GIVEN RECORDS:
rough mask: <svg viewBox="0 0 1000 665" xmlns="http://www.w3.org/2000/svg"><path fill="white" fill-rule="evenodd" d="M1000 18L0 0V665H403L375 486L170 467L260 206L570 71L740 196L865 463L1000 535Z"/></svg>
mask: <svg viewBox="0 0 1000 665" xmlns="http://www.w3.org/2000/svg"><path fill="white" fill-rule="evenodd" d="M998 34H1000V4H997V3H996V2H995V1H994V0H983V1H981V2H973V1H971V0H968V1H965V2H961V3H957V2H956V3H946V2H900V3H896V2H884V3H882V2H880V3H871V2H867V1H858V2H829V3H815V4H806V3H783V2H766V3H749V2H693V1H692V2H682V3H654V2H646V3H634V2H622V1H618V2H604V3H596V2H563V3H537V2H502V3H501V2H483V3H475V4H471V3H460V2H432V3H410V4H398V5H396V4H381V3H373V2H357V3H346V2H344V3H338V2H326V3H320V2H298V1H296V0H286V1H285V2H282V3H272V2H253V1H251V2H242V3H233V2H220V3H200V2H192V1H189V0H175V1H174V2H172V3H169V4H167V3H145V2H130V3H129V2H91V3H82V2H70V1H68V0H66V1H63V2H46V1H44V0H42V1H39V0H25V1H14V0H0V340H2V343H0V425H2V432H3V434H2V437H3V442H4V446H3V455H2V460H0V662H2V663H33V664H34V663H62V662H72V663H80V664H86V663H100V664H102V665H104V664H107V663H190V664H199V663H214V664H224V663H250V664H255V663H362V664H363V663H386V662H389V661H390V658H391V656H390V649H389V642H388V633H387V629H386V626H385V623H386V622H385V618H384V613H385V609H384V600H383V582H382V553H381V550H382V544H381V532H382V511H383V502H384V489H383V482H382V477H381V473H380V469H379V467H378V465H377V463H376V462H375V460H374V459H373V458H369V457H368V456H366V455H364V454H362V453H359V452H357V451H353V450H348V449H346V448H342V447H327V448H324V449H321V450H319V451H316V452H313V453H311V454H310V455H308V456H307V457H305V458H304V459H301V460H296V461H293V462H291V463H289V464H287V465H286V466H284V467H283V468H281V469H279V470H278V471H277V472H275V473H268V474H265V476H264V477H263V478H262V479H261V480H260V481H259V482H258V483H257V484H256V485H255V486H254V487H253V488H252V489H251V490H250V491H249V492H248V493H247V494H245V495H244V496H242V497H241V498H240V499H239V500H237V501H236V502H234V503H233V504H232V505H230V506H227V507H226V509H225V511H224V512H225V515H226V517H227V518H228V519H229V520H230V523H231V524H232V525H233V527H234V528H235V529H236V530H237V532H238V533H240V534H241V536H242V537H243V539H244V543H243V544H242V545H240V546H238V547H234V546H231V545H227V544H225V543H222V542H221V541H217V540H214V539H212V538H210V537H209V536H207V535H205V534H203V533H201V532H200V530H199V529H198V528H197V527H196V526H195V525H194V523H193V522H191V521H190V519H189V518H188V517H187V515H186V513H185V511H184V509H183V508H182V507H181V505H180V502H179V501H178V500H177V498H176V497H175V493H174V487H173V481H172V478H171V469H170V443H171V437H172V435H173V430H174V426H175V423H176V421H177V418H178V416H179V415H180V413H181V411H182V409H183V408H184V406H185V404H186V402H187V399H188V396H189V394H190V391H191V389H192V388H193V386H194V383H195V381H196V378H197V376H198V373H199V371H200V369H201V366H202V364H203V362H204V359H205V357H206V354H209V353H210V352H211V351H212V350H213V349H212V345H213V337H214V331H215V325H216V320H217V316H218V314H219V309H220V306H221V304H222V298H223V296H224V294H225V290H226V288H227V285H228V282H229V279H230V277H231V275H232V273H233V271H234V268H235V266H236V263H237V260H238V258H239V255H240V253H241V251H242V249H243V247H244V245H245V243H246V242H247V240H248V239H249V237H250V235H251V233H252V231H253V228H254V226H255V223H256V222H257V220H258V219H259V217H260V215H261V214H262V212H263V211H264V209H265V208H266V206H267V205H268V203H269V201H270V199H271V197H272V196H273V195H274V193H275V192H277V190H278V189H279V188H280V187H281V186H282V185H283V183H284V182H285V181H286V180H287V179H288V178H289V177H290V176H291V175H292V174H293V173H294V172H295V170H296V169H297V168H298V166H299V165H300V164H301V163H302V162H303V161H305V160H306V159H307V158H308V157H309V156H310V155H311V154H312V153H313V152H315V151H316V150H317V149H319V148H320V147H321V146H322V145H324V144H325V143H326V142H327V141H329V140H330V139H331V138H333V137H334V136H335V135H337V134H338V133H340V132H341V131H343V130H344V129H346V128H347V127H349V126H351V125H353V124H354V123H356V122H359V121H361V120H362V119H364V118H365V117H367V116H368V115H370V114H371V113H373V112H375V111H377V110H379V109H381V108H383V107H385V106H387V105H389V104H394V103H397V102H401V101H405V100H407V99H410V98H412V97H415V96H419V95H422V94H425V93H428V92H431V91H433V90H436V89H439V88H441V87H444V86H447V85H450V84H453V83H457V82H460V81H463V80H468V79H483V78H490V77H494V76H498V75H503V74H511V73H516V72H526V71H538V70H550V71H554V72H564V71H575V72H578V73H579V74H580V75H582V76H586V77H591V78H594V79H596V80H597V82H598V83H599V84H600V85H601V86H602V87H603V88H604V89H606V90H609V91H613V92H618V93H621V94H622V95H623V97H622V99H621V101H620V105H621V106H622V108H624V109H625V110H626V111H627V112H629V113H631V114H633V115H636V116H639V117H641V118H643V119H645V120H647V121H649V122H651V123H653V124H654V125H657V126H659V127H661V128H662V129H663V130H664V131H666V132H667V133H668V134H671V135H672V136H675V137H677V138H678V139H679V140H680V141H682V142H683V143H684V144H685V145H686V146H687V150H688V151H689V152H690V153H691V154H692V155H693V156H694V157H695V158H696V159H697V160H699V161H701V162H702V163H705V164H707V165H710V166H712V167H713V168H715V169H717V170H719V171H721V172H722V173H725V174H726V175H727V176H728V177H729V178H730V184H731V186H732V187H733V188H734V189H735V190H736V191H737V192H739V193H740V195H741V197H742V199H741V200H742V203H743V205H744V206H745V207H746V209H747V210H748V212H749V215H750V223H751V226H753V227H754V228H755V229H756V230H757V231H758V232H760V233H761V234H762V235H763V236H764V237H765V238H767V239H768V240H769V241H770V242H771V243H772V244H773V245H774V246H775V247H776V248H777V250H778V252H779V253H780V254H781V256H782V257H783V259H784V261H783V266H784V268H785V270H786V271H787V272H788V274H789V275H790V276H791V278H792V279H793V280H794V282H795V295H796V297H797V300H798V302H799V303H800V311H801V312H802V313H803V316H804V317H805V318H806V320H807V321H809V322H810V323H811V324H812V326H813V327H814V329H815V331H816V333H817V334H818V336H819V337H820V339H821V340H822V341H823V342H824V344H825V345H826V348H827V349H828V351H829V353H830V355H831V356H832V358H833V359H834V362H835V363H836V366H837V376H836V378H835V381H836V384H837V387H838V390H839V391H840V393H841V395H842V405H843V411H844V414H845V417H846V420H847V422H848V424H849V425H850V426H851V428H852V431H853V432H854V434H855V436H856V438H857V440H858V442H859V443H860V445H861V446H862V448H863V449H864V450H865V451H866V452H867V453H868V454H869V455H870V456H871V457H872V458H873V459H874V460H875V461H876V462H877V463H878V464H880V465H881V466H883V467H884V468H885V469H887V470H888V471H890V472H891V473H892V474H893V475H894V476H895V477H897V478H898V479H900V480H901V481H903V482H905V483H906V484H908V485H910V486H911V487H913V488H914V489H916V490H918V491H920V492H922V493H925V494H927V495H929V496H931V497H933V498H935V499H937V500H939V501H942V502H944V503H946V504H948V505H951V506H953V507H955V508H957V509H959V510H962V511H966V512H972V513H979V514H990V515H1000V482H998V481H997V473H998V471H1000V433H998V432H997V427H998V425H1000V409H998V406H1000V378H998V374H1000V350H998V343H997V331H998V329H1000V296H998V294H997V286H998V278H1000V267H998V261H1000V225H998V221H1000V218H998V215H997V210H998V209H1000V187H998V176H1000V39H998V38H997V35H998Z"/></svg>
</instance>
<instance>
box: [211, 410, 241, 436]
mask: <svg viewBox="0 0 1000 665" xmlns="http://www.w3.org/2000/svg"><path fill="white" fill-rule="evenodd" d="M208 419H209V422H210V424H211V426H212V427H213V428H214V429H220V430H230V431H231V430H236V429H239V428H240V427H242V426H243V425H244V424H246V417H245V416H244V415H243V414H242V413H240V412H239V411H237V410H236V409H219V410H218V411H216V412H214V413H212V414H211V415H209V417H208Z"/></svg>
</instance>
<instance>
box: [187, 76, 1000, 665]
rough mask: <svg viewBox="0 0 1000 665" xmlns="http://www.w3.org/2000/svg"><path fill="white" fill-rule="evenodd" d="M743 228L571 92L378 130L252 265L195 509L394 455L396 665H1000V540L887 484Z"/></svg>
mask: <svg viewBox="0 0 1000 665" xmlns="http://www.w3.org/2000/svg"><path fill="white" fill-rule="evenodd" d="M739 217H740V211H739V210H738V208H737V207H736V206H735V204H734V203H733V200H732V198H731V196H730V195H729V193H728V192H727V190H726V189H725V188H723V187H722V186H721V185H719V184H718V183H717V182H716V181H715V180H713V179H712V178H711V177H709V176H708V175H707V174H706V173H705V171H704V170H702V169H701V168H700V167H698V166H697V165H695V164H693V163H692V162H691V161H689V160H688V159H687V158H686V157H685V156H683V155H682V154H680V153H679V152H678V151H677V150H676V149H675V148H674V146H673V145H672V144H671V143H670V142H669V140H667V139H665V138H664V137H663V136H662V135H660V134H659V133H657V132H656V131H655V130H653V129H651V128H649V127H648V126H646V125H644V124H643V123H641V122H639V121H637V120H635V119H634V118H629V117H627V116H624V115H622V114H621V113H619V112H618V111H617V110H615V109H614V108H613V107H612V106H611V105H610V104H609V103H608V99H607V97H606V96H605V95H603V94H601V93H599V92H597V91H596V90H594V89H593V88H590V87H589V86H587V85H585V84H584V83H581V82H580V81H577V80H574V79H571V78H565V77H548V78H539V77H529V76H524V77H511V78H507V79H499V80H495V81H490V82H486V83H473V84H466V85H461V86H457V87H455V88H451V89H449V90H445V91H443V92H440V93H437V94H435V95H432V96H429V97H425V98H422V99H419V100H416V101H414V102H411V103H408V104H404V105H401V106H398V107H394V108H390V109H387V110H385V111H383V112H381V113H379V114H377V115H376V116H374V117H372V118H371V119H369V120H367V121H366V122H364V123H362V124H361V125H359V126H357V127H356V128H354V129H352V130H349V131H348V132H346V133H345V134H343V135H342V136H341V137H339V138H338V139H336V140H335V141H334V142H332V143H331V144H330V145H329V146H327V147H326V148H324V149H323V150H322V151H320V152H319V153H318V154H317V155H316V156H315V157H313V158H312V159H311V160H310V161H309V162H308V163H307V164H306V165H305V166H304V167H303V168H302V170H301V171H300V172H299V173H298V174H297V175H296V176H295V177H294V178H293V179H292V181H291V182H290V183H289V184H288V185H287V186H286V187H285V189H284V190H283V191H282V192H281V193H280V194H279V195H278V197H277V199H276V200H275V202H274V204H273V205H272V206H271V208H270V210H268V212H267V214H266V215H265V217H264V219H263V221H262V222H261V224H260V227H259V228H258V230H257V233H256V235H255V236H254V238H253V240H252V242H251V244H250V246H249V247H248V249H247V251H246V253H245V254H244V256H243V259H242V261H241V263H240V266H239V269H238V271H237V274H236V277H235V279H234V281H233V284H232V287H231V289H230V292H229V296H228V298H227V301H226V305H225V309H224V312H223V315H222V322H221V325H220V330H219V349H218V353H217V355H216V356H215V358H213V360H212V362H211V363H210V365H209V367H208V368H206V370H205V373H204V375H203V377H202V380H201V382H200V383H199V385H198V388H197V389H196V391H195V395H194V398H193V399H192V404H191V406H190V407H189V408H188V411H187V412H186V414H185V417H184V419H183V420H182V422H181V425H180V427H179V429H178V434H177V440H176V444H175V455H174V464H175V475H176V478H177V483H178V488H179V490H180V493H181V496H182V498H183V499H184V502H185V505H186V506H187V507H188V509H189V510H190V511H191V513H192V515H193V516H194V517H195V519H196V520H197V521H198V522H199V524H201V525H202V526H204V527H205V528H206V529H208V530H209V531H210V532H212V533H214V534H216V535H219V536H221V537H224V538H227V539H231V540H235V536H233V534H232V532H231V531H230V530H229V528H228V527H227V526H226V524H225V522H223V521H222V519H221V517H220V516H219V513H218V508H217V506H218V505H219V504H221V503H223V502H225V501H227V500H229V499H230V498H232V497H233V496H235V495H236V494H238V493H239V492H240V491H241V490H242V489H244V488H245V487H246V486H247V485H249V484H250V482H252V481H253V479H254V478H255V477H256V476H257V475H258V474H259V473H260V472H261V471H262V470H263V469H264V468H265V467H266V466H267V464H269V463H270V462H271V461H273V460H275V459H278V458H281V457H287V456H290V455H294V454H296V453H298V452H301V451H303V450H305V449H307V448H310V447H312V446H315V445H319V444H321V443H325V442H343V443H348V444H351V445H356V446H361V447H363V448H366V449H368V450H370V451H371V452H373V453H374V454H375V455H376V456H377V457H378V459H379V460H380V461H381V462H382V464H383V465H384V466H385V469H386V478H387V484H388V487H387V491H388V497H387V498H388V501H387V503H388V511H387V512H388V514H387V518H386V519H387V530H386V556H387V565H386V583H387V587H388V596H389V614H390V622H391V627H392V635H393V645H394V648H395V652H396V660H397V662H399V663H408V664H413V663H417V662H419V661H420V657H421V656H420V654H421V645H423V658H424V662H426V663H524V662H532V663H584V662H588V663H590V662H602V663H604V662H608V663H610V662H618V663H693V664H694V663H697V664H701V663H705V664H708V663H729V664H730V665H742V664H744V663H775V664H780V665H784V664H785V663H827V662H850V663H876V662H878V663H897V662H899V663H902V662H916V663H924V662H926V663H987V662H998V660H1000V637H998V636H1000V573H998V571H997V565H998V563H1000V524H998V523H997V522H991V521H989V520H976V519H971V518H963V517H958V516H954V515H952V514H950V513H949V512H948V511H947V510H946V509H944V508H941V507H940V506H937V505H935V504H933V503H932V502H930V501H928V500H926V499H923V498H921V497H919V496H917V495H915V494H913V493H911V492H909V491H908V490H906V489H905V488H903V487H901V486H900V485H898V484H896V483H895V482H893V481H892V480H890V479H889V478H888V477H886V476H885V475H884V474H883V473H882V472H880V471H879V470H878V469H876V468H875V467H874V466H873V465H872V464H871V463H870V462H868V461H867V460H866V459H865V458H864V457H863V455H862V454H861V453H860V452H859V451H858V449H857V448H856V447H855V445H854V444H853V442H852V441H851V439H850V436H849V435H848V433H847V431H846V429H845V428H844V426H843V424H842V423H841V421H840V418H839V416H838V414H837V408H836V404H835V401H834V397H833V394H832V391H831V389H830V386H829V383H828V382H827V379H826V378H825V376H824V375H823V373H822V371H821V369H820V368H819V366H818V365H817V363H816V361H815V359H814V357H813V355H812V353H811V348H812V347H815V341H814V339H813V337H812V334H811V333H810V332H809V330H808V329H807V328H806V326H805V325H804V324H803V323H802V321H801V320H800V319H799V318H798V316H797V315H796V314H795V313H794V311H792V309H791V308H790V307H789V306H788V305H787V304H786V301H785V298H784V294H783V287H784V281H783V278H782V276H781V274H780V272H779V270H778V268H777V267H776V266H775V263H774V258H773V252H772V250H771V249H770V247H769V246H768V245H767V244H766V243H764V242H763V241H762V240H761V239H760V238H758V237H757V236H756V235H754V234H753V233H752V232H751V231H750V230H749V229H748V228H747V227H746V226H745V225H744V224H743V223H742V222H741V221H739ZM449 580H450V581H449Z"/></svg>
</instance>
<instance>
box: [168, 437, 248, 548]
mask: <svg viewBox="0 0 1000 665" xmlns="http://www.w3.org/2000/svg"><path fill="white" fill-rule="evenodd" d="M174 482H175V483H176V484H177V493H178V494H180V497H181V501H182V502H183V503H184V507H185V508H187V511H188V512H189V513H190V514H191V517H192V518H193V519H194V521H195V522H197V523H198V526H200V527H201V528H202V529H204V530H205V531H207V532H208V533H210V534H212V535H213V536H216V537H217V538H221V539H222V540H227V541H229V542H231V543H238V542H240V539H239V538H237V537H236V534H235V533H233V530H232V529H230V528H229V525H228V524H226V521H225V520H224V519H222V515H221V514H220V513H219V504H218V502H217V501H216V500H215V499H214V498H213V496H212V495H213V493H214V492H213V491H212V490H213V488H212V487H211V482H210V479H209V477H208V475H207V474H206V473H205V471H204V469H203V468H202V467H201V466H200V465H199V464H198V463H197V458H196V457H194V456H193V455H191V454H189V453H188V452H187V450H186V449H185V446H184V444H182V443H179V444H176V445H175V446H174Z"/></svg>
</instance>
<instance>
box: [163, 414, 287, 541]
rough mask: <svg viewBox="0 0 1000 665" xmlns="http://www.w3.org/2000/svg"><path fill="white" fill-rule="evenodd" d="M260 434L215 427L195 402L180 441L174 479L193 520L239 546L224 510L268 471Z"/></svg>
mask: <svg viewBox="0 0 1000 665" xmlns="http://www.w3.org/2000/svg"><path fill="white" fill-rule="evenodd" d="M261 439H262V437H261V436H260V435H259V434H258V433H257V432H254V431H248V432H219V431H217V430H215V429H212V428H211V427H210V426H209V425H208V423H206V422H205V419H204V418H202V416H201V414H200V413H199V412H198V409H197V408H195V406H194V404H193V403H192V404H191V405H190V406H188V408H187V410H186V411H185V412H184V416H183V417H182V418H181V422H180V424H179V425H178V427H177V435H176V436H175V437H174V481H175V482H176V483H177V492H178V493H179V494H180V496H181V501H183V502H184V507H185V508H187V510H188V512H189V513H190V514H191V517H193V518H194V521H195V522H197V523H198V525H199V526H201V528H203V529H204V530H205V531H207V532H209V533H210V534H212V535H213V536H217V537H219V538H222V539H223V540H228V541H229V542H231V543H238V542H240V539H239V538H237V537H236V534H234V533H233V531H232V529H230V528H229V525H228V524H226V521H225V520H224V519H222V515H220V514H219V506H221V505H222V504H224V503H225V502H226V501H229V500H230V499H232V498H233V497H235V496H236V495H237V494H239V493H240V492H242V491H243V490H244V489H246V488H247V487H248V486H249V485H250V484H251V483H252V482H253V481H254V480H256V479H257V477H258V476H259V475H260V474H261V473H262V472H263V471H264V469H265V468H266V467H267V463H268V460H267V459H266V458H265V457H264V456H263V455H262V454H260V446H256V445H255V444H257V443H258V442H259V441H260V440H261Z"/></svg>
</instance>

DIRECTIONS:
Return each line above that contains the string "rough". Case counts.

RESPONSE TO THIS EXERCISE:
rough mask: <svg viewBox="0 0 1000 665" xmlns="http://www.w3.org/2000/svg"><path fill="white" fill-rule="evenodd" d="M1000 18L0 0V665H403L375 486L170 467L260 206L570 71L740 196L865 463L1000 535Z"/></svg>
rough mask: <svg viewBox="0 0 1000 665" xmlns="http://www.w3.org/2000/svg"><path fill="white" fill-rule="evenodd" d="M743 228L571 92L378 130L252 265L195 509L394 455L396 665H1000V540L887 484Z"/></svg>
rough mask: <svg viewBox="0 0 1000 665" xmlns="http://www.w3.org/2000/svg"><path fill="white" fill-rule="evenodd" d="M260 434L215 427L195 402L180 441L174 479L193 520L239 546L224 510L268 471Z"/></svg>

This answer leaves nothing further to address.